> [Exercise requirements]: Rewrite the lines below, replacing every "locate points" with "find points" and leaving everything else unchanged.

> [Provided records]:

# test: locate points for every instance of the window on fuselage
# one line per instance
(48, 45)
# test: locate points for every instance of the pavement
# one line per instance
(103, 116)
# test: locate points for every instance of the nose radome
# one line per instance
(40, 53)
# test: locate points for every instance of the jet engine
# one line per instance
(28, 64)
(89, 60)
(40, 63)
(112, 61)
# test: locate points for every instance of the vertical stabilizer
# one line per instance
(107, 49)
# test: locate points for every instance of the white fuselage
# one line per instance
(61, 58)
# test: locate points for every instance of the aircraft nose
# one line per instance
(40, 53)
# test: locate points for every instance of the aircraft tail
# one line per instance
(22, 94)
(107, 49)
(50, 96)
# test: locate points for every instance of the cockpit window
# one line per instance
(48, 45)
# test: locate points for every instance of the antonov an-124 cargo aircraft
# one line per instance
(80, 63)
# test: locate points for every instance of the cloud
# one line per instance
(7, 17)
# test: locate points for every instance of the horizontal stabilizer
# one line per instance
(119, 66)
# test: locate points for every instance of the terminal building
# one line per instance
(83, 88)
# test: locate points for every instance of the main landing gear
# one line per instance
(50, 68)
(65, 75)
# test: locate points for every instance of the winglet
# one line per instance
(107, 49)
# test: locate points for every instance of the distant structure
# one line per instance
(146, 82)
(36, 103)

> [Solution to this exercise]:
# test: find points for every instance of the window on fuselage
# one line per instance
(48, 45)
# test: find points for every instance of the pavement
# one line per instance
(103, 116)
# test: find points for every instance of the nose radome
# one line per instance
(40, 53)
# test: find points for every instance of the jet engine
# one line per instance
(28, 64)
(89, 60)
(40, 63)
(112, 61)
# test: find points for every instance of the vertical stabilizer
# one line per instance
(107, 49)
# test: find points for every instance of the white fuselage
# one line per instance
(61, 58)
# test: find points for every instance of the aircraft nose
# one line per instance
(40, 53)
# test: find points for every instance of the aircraft tail
# one line per instance
(22, 94)
(107, 49)
(50, 96)
# test: find points for every instance of the cockpit window
# one line per instance
(48, 45)
# test: find points for every instance of the antonov an-124 cargo aircraft
# one line per instance
(80, 63)
# test: find points for every instance of the cloud
# one line per instance
(7, 17)
# test: find points for every instance of the horizontal stabilizer
# one line per instance
(119, 66)
# test: find points for every instance of the terminal building
# one line per instance
(83, 88)
# test: find points for every instance of the main landing gear
# one line per instance
(50, 68)
(65, 75)
# test: find points for every instance of the winglet
# one line per instance
(107, 49)
# test: find points for every instance of the distant structure
# one line per instance
(146, 82)
(36, 103)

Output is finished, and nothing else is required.